**Text provided**:
----------

19. The system of claim 13, wherein at least one of the calibration curves is determined using at least one of empirical data, and predicted data.

20. The system of claim 13, wherein the plurality of first and second calibration curves are associated with different levels of hematocrit.

21. The system of claim 20, wherein the different levels of hematocrit include at least one of a high level greater than about 42%, a physiological level of about 42%, and a low level less than about 42%.

22. The system of claim 13, further comprising a processor configured to:

measure a third current during a third time-segment following application of the potential excitation;

calculate a plurality of third analyte concentrations based on the third measured current and a plurality of third calibration curves associated with the third time-segment; and

determine a final analyte concentration based on at least one of the first and second analyte concentrations and at least one of the third analyte concentrations.

23. The system of claim 13, wherein the analyte is glucose and the fluid sample includes blood.

24. The system of claim 13, wherein the fluid sample includes an enzyme of at least one of glucose oxidase and glucose dehydrogenase and a mediator of at least one of potassium ferricyanide and ruthenium hexamine.

25. The system of claim 13, wherein the set of electrodes are contained within in a test strip.

26. The system of claim 13, wherein the processor is contained within a meter.

27. A computer readable media, wherein the media comprises a plurality of instructions configured to direct a processor to:

measure a first current during a first time-segment following application of a potential excitation, wherein the potential excitation is applied to a fluid sample containing an analyte;

measure a second current during a second time-segment following application of the potential excitation;

calculate a plurality of first analyte concentrations based on the first measured current and a first set of calibration data associated with the first time-segment; and

calculate a plurality of second analyte concentrations based on the second measured current and a second set of calibration data associated with the second time-segment.

28. The computer readable media of claim 27, wherein the instructions further direct the processor to:

determine a final analyte concentration based on at least one of the first analyte concentrations and at least one of the second analyte concentrations.

----------

**Dataset records**:
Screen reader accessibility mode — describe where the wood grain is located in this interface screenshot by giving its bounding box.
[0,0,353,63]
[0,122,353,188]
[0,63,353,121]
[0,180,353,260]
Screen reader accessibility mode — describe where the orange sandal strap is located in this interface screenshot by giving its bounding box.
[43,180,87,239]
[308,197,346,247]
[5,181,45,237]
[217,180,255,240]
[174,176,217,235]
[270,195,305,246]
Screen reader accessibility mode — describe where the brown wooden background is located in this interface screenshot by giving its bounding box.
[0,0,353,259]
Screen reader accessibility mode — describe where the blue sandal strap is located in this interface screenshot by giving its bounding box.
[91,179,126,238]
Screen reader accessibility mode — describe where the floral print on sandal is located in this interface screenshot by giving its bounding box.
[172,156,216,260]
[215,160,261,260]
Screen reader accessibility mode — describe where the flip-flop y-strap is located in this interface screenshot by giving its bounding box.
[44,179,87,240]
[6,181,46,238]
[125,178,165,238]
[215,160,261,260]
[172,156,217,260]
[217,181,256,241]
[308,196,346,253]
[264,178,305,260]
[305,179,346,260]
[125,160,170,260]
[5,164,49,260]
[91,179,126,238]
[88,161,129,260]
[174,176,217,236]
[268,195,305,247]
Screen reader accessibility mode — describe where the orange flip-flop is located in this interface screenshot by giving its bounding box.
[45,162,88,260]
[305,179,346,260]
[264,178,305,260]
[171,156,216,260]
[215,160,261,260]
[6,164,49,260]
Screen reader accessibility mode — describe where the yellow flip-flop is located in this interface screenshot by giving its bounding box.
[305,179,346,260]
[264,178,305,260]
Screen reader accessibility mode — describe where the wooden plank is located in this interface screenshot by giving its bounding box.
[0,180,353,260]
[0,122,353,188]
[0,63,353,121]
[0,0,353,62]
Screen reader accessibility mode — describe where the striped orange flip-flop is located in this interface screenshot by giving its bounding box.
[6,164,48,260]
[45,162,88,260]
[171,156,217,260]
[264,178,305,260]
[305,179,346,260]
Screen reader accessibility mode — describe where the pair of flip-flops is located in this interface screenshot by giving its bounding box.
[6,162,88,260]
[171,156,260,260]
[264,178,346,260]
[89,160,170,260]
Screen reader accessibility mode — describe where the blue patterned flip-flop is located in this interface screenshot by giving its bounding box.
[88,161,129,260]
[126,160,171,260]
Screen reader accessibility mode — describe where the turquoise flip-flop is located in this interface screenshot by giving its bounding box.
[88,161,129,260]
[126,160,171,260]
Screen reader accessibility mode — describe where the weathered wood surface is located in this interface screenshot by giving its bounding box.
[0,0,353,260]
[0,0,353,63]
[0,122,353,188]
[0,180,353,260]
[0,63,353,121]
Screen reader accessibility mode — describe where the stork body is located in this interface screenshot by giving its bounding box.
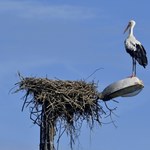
[124,20,148,77]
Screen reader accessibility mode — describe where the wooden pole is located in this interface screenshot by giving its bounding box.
[40,102,54,150]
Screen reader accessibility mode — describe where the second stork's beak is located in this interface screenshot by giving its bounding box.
[123,23,131,33]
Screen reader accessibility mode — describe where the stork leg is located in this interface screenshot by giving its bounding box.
[131,57,136,77]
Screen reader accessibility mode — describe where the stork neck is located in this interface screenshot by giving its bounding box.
[129,26,134,36]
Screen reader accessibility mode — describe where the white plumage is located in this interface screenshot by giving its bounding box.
[124,20,148,76]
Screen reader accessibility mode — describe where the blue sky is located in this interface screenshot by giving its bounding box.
[0,0,150,150]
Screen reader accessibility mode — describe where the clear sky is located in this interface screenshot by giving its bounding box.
[0,0,150,150]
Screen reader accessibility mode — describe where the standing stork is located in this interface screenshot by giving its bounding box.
[124,20,148,77]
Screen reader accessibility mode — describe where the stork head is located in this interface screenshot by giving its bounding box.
[124,20,136,33]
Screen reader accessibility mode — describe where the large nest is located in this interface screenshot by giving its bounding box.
[16,77,115,149]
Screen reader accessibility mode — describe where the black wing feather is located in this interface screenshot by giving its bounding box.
[133,44,148,68]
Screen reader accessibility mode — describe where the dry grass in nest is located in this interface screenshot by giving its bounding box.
[16,76,116,149]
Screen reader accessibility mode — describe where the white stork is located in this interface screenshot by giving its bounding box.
[124,20,148,77]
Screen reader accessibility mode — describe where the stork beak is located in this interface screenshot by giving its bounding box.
[123,23,130,33]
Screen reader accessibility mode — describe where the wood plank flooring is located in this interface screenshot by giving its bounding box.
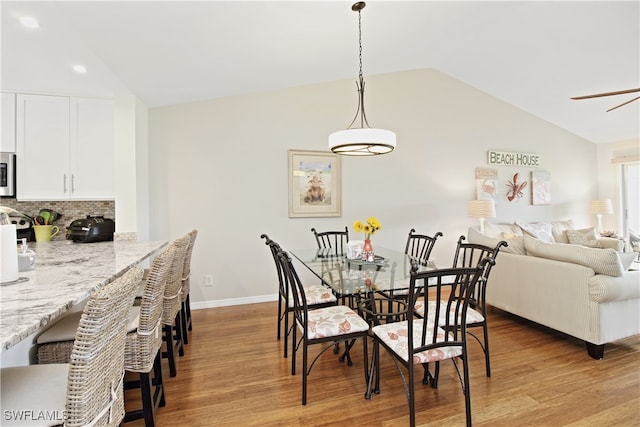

----------

**Tasks to complete**:
1. Copy the patent claims between "20. The system" and "third analyte concentrations.", inclusive, swapping "hematocrit" for "hemoglobin".
2. Write the next part of the patent claims, starting after the last claim shown.
The items play no part in this work.

**Answers provided**:
1.
20. The system of claim 13, wherein the plurality of first and second calibration curves are associated with different levels of hemoglobin.

21. The system of claim 20, wherein the different levels of hemoglobin include at least one of a high level greater than about 42%, a physiological level of about 42%, and a low level less than about 42%.

22. The system of claim 13, further comprising a processor configured to:

measure a third current during a third time-segment following application of the potential excitation;

calculate a plurality of third analyte concentrations based on the third measured current and a plurality of third calibration curves associated with the third time-segment; and

determine a final analyte concentration based on at least one of the first and second analyte concentrations and at least one of the third analyte concentrations.

2.
29. The computer readable media of claim 28, wherein the final analyte concentration is determined using at least one of an iterative algorithm, an interpolative algorithm, a line-plot, and an extrapolative algorithm.

30. The computer readable media of claim 27, wherein the calibration data includes at least one of a plurality of calibration curves, a lookup table, a data array, and a mathematical equation.

31. The computer readable media of claim 27, wherein the first time-segment is less than about two to ten seconds, and the second time-segment is more than about two to ten seconds.

32. The computer readable media of claim 31, wherein the first time-segment is less than about eight seconds, and the second time-segment is more than about eight seconds.

33. The computer readable media of claim 27, wherein at least part of the calibration data is determined using at least one of empirical data, and predicted data.

34. The computer readable media of claim 27, wherein the first and second sets of calibration data are associated with different levels of hematocrit.

35. The computer readable media of claim 34, wherein the different levels of hematocrit include at least one of a high level greater than about 42%, a physiological level of about 42%, and a low level less than about 42%.

36. The computer readable media of claim 27, wherein the instructions further direct the processor to:

measure a third current during a third time-segment following application of the potential excitation;

calculate a plurality of third analyte concentrations based on the third measured current and a third set of calibration data associated with the third time-segment; and

determine a final analyte concentration based on at least one of the first and second analyte concentrations and at least one of the third analyte concentrations.